TASK TO COMPLETE.
Repeat each of these records exactly.

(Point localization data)
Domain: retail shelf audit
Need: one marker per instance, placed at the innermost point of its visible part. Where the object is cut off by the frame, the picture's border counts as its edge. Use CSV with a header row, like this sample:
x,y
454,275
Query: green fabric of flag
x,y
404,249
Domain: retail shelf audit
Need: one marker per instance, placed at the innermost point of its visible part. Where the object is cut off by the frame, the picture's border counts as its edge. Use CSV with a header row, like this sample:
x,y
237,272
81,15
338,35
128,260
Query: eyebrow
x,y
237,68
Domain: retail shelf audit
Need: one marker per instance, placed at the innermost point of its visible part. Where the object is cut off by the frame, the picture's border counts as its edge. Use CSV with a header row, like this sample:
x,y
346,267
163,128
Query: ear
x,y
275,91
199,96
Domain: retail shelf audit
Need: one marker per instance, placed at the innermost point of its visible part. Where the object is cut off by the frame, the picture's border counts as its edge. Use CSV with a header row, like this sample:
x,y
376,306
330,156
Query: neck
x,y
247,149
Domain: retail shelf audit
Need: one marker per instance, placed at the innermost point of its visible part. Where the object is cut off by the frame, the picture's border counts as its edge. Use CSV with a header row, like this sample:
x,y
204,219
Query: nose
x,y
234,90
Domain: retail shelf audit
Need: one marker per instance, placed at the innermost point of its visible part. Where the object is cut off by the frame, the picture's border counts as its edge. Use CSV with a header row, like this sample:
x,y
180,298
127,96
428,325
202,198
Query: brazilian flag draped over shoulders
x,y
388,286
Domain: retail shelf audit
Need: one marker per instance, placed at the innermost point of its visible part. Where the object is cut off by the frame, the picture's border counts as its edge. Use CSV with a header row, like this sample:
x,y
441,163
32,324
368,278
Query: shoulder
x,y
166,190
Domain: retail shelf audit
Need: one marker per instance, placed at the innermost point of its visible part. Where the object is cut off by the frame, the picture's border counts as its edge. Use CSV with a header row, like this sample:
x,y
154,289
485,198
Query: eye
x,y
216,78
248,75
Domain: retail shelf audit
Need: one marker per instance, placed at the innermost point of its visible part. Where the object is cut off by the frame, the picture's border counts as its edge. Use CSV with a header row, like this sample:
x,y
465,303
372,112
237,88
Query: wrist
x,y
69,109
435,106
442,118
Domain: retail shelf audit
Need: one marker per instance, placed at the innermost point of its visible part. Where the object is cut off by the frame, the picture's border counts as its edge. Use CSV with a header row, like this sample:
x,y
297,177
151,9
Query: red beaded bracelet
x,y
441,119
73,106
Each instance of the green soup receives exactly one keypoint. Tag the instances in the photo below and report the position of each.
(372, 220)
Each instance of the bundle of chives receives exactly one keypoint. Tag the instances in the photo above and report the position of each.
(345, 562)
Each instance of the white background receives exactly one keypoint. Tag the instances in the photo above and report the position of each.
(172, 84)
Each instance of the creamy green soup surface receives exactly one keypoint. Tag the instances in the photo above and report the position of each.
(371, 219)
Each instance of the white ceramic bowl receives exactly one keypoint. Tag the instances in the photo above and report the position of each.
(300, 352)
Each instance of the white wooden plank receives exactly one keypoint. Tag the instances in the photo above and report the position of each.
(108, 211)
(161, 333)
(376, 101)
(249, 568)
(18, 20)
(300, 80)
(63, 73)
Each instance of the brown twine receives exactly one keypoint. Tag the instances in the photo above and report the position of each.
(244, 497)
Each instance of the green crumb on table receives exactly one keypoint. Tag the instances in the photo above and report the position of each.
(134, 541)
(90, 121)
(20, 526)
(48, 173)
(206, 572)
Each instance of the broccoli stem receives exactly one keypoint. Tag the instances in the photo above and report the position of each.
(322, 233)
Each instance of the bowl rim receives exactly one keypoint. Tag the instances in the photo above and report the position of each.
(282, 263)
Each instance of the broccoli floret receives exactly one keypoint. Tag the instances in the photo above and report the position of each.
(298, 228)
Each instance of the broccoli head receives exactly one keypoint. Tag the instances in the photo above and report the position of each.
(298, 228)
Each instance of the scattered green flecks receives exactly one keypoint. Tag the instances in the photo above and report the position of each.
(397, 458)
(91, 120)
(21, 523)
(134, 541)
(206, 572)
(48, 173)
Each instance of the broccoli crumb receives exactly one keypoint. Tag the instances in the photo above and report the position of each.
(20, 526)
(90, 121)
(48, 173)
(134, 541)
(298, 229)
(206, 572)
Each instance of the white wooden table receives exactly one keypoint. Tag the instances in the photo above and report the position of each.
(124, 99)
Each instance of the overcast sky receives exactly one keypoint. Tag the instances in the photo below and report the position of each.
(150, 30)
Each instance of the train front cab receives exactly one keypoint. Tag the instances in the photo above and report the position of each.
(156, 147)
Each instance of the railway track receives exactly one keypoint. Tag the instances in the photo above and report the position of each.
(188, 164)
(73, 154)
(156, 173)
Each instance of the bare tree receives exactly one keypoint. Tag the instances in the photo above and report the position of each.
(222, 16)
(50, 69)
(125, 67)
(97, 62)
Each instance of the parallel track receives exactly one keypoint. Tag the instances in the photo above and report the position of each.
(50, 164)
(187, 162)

REPLY.
Domain: retail shelf audit
Need: one marker per instance, placed at the innermost point of its visible part. Where the object is cut off by the frame, the picture's border counts as its edge. Use CSV with a header row, like this sample:
x,y
454,275
Query: green fabric of flag
x,y
404,249
Domain: retail shelf audit
Need: one marker per instance, placed at the innermost point of its visible part. Where the object is cut off by the frame, the picture's border counts as its edge. Use CSV with a header row, like this sample:
x,y
237,272
81,15
338,35
128,260
Query: eyebrow
x,y
237,68
Domain: retail shelf audit
Need: one marker per instance, placed at the innermost point of its visible part. Where the object is cut off by the frame, the picture's border counts as its edge. Use CSV with a header row, like this sample:
x,y
346,267
163,128
Query: ear
x,y
275,91
199,96
Domain: retail shelf audit
Need: one marker per instance, placed at the innermost point of its visible part. Where the object is cut off by the frame, the picture's border counts as its edge. Use CSV with a header row, like this sample:
x,y
376,306
330,156
Query: neck
x,y
247,149
Domain: retail shelf audit
Need: one marker per instance, placed at the innermost point of its visible part. Where the object is cut off by the frame, the picture's border counts as its edge. Use CSV with a header row, like this sample:
x,y
204,219
Query: nose
x,y
234,90
Domain: retail shelf audit
Need: one marker per instance, placed at the innermost point of its visible part. Where the object is cut off by the frame, the picture's border counts as its edge. Use CSV with a header row, like this sample:
x,y
180,298
127,96
428,325
202,198
Query: brazilian flag draped over shoulders
x,y
388,286
Domain: retail shelf audit
Need: one marker per instance, placed at the innermost point of its visible part. Where the object is cut off by the frame, the picture's border counts as its edge. Use CSV with a header row, like this sample:
x,y
441,163
32,324
368,278
Query: shoulder
x,y
166,190
Domain: retail shelf audit
Need: one marker per instance, placed at the innermost point of its visible part. Where the object is cut off by the frame, the picture's border counts as its edge. Use CSV with a header row, like this sample:
x,y
154,289
485,198
Query: eye
x,y
216,78
248,75
Domain: retail shelf audit
Need: one marker per instance, placed at the innermost point of its visible part. Where the object is cut off by the frame, the picture's border counts as its edge. Use CSV with a header row, like this sample:
x,y
465,303
372,112
237,88
Query: wrist
x,y
69,109
435,106
442,118
Domain: retail shelf audit
Need: one marker per instance, placed at the innermost point of its visible part. Where the object is cut off by the frame, the picture's border counts as its edge. Use CSV with a header row, like this sample:
x,y
297,177
151,9
Query: red beaded bracelet
x,y
441,119
73,106
Each instance of the green soup receives exactly one keypoint. Tag the instances in the photo below and report the position of each.
(372, 220)
Each instance of the bundle of chives receives exactly one keypoint. Tag the instances in the photo above and report the position of each.
(345, 562)
Each instance of the white background receives exactly one keypoint. Tag the instances in the photo above and report the position of each.
(172, 84)
Each instance of the creamy green soup surface receives exactly one keypoint. Tag the instances in the photo above and report the position of each.
(371, 219)
Each instance of the white ceramic bowl receives exactly one keypoint. Tag the instances in the photo above and report the position of each.
(300, 352)
Each instance of the white wooden plank receives exactly one keypoint. Tag the instances in the photo above and report the position of each.
(108, 211)
(161, 333)
(376, 101)
(249, 568)
(18, 20)
(300, 80)
(63, 73)
Each instance of the brown twine receives exactly one keypoint. Tag the instances in the photo above and report the position of each.
(244, 497)
Each instance of the green crumb on table receives exactly one keypoint. Tag the instances in the photo above and report the position of each.
(134, 541)
(90, 121)
(20, 526)
(48, 173)
(206, 572)
Each instance of the broccoli stem receives exactly one keypoint. Tag the instances in the photo above and report the position of each.
(322, 233)
Each instance of the bowl rim receives exactly one keypoint. Tag the instances in the photo above and report the position of each.
(282, 263)
Each instance of the broccoli floret receives exactly one keypoint. Tag the instances in the photo above and report the position of each.
(298, 228)
Each instance of the broccoli head receives exactly one keypoint. Tag the instances in the photo above and report the position of each.
(298, 228)
Each instance of the scattered green flecks receives exactly one keypoint. Tag the instances in the photo above and report the position of each.
(397, 458)
(91, 120)
(21, 523)
(134, 541)
(206, 572)
(48, 173)
Each instance of the broccoli crumb receives exactly one keypoint. Tag the instances in the photo above and report the position of each.
(20, 526)
(90, 121)
(48, 173)
(134, 541)
(298, 229)
(206, 572)
Each instance of the white wooden table receives exactly one keypoint. Tag the instances in the photo above and report the position of each.
(124, 99)
Each instance of the overcast sky receives exactly one keypoint. Tag the instances in the photo below and report the position of each.
(150, 30)
Each instance of the train front cab receives exactly one keypoint. Tag the instances in the photo above and report the position of each.
(156, 147)
Each instance of the railway track receives exactly one keypoint. Tag the instances in the photo above and report the position of each.
(188, 164)
(73, 154)
(156, 173)
Each instance of the bare tree receives exactly one keypoint. Tag the instances in the photo above and report the position of each.
(222, 16)
(50, 69)
(125, 67)
(97, 62)
Each instance of the parallel track receives exactly one keypoint. Tag the instances in the photo above and report the position of each.
(50, 164)
(187, 162)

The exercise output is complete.